- _ARBEITSAUFTRAG A_:
Schreiben Sie aus dem Reisebericht über Island den Abschnitt ab, der bei „Doch zunächst weisen“ beginnt und bei „und grinsen dabei.“ endet.
- _ARBEITSAUFTRAG B_:
Beantworten Sie anhand des Reiseberichts über Island die folgenden Fragen:
(i) Welches Hotel ist an diesem Tag das Ziel?
(ii) Was rufen die Mitspieler, wenn sie ein Auto von Happy Campers entdecken?
(iii) Welches Gerät kaufen sie für die Zeit, in der die Mutter weg ist?
- _ARBEITSAUFTRAG C_:
Führen Sie den Reisebericht über Island im selben Stil nach seinem letzten Satz weiter.

- _TEXTAUSZUG_:
····················

16. 8.2017
2. Tag
Island begrüßt uns mit blauen Himmel und Sonnenschein. Kurz entschlossen entscheidet mein Bruder, dass wir heute noch Gullfoss und Geysir anfahren. Ich gucke ihn etwas skeptisch an, ob er weiß was das bedeutet? Unser Ziel ist heute das Hotel Nupar, was hinter Kirkjubæjarklaustur liegt. Aber gut, denke ich, er wird schon wissen, was er da vorstellt (wie sich am Abend herausstellt hatte er keine Ahnung mehr das Kirkjubæjarklaustur so weit weg lag….). Da uns das Frühstück zu teuer ist, starten wir Truppi. Spätestens jetzt sind die Leute um uns herum wach, denn Truppi pfeift ganz wunderbar. Irritierende Blicke um uns herum, wir lächeln zurück. Wir hätten uns ein Schild basteln sollen, auf dem steht dieses Geräusch ist völlig normal, nein unser Auto explodiert nicht gleich. Auf geht es in einen langen Tag.
Doch zunächst weisen wir unsere Mutter in unser Spiel von „Hund sitzt“ ein, statt nach Hunden zu gucken, suchen wir die Happy Campers Autos und wenn einer einen erblicken rufen wir entzückt „Happy Campers!“ und grinsen dabei.
Dann stürmen wir den Bäcker im Ort. Wir kaufen bei einer überforderten nicht English fähigen älteren Dame belegte Bagels und Gebäckstücke (außen braun, mit Schokoglasur und innen gelblich und nach Zitrone schmeckend, ihr wisst bestimmt wie das heißt). Dann decken wir uns noch mit Lebensmittel (Hraun!!!! Und Buff was nur ich esse!) ein und natürlich kaufen wir einen Campingkocher, für die Zeit wenn unsere Mutter weg ist. Davor wird sie noch das Essen zahlen („Ich esse doch nicht von einen Campingkocher!“). Mit bestem Wetter geht es auf zum Gullfoss, wir fragen erneut unsere Mutter was sie nun von Island hält, ob es immer noch hässlich ist? „Nein, hier ist es wunderschön.“.

····················

- _Gespeicherte Dateneinträge_:

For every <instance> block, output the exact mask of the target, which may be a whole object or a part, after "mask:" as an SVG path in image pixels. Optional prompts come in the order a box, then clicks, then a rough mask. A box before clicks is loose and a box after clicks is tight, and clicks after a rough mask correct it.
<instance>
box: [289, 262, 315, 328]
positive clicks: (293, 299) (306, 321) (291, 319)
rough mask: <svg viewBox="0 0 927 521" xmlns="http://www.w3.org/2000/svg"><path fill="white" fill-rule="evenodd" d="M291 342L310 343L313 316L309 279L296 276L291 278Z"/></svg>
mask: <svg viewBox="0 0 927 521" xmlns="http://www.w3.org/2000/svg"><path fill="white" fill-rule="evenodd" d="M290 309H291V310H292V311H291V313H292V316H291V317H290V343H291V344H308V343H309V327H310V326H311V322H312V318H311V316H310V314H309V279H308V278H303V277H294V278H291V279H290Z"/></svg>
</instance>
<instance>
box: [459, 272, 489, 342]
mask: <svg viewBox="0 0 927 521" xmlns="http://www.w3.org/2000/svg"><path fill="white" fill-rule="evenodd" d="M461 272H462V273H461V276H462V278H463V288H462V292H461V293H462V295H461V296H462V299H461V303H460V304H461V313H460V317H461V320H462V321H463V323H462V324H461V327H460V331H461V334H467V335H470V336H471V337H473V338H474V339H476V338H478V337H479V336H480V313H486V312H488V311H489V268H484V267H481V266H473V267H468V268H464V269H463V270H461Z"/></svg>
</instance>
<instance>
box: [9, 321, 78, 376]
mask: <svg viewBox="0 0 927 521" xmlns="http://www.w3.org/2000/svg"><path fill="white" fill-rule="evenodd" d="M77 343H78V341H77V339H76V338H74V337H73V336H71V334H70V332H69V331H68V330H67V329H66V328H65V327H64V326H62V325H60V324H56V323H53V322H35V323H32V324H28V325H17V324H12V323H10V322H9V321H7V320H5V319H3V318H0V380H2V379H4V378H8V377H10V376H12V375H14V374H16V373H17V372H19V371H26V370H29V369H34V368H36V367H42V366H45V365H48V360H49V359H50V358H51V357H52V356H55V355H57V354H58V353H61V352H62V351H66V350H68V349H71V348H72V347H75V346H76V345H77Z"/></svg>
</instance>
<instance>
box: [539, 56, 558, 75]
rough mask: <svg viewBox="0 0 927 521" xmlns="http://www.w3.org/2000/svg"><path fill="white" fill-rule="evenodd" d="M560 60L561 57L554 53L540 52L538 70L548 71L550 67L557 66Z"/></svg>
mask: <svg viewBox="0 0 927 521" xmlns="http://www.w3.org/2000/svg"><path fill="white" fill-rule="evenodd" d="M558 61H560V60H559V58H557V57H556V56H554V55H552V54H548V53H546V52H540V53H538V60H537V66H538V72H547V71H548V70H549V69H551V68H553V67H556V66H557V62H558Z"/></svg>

····················

- _ANTWORT A_:
Doch zunächst weisen wir unsere Mutter in unser Spiel von „Hund sitzt“ ein, statt nach Hunden zu gucken, suchen wir die Happy Campers Autos und wenn einer einen erblicken rufen wir entzückt „Happy Campers!“ und grinsen dabei.

- _ANTWORT B_:
(i) Das Hotel Nupar.
(ii) Sie rufen „Happy Campers!“.
(iii) Einen Campingkocher.

- _ANTWORT C_:
So fährt es sich gleich besser. Am Geysir ist schon deutlich was los. Noch sagt meine Mutter: „Aber im Gegensatz zu Neuschwanstein, ist das hier noch gar nichts!“. Am Ende des Tages hat sich ihre Einstellung bereits geändert „Die Regierung muss diese Touristenzahlen kontrollieren, sonst wird hier noch alles zerstört.“ So schnell gewöhnt man sich an Einsamkeit
Aber zurück zum Geysir. Wir machen den kleinen Rundweg, sofort verliebe ich mich erneut in dieses blaue Wasser, intensiv und so ganz anders als die Farbe unseres Wassers. Wir beobachten den Strokkur wie er zweimal ausbricht, amüsieren uns über einen Asiaten der versucht seine Drohne zu kontrollieren und haben schon Angst oder Erwartungslust, dass er das Ding in das heiße Wasser fliegt. Wie es ausgeht, wissen wir nicht, denn wir wollen weiter. Aber zuvor krame ich eine CD aus meiner Tasche, meine Mutter macht große Augen aber ich kann sie beruhigen, auf der CD ist keine Metall Musik sondern Herr der Ringe und Two Steps from Hell, epische Lieder für ein fantastisches Land, so fährt man gerne!
(dieses Blau!)
Am Gullfoss angekommen, genießen wir den Anblick. Dann heißt es hin zum Wasserfall und staunen. Auch unsere Mutter ist hin und weg von dem ganzen Wasser und Rauschen. Noch einmal die Treppe nach oben und zurück gucken. Und dann natürlich, das erste Mal den Gletscher sehen, am Horizont schimmert es weiß. Das Auge kann es kaum glauben, das Handy nicht erfassen. Ein Tor zu einer anderen Welt, denke ich mir.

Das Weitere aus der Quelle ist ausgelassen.